▸ Written instruction:
List every line below that contains the word "riding".

─── Recorded data ───

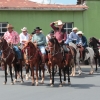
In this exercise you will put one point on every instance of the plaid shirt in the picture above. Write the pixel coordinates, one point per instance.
(12, 37)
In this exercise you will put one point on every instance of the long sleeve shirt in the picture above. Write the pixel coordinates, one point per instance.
(60, 35)
(12, 37)
(73, 36)
(39, 38)
(24, 37)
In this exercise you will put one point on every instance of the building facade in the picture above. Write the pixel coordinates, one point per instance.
(85, 16)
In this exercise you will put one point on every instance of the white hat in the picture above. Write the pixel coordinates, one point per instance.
(79, 32)
(24, 29)
(75, 28)
(60, 22)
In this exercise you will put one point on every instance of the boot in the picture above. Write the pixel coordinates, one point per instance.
(43, 58)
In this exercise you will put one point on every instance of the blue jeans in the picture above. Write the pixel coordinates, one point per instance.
(42, 49)
(18, 52)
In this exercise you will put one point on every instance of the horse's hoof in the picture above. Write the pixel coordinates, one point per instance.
(15, 80)
(69, 83)
(36, 83)
(4, 83)
(50, 81)
(22, 81)
(42, 82)
(32, 84)
(12, 83)
(63, 82)
(52, 85)
(27, 78)
(60, 85)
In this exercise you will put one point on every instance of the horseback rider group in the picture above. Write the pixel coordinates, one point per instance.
(40, 40)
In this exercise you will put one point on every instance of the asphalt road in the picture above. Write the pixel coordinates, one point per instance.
(84, 87)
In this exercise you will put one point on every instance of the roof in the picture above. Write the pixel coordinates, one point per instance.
(29, 5)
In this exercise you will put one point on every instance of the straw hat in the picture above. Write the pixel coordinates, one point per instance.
(75, 28)
(79, 32)
(24, 29)
(59, 22)
(9, 26)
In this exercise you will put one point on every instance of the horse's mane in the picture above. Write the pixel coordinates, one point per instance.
(30, 44)
(54, 40)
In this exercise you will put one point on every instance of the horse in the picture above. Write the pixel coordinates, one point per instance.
(9, 58)
(56, 57)
(32, 58)
(93, 42)
(89, 55)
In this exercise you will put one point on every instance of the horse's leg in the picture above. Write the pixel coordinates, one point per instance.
(68, 75)
(27, 72)
(99, 60)
(21, 71)
(32, 69)
(42, 81)
(36, 75)
(11, 74)
(96, 63)
(64, 71)
(15, 73)
(60, 77)
(92, 69)
(79, 68)
(52, 76)
(5, 74)
(39, 71)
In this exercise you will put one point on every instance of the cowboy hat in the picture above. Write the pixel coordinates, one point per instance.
(75, 28)
(51, 32)
(37, 28)
(24, 29)
(79, 32)
(9, 26)
(59, 22)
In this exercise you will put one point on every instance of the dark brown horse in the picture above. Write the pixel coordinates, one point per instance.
(32, 58)
(9, 58)
(56, 57)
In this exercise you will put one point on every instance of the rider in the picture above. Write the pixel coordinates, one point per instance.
(60, 33)
(40, 41)
(24, 36)
(73, 36)
(49, 36)
(12, 39)
(81, 43)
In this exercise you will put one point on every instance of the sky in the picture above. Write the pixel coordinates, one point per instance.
(56, 1)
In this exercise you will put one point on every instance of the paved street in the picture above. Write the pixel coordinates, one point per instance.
(84, 87)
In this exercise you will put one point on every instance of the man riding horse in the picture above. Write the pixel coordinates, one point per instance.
(39, 40)
(81, 43)
(60, 34)
(12, 39)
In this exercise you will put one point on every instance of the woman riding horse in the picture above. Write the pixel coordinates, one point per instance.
(81, 43)
(94, 43)
(12, 39)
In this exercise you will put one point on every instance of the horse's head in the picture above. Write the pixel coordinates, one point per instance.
(93, 41)
(3, 43)
(29, 50)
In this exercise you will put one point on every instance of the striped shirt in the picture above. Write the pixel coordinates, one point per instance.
(12, 37)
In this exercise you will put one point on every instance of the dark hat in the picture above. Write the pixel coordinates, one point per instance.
(51, 32)
(37, 28)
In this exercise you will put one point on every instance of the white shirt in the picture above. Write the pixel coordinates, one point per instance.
(24, 37)
(47, 38)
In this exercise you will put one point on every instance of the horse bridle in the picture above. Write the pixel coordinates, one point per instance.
(54, 52)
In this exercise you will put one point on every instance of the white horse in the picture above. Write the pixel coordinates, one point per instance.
(88, 56)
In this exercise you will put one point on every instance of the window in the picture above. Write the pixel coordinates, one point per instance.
(68, 27)
(3, 27)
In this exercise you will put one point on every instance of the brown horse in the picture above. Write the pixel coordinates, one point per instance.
(9, 58)
(32, 58)
(56, 57)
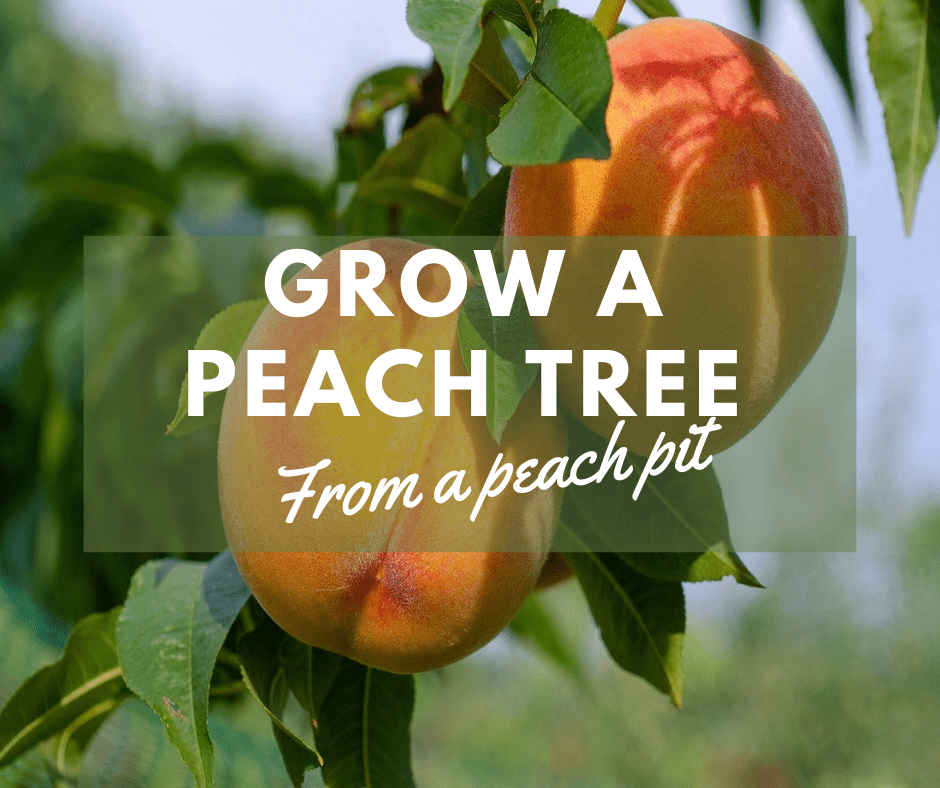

───

▸ Written solution:
In this exercise you will put one point on every instance of the man riding horse in the picture above. Write the pixel coordinates, one point per instance.
In this exercise you will put one point on every instance of the woman riding horse in the picture above. Write the pixel coordinates, one point per instance.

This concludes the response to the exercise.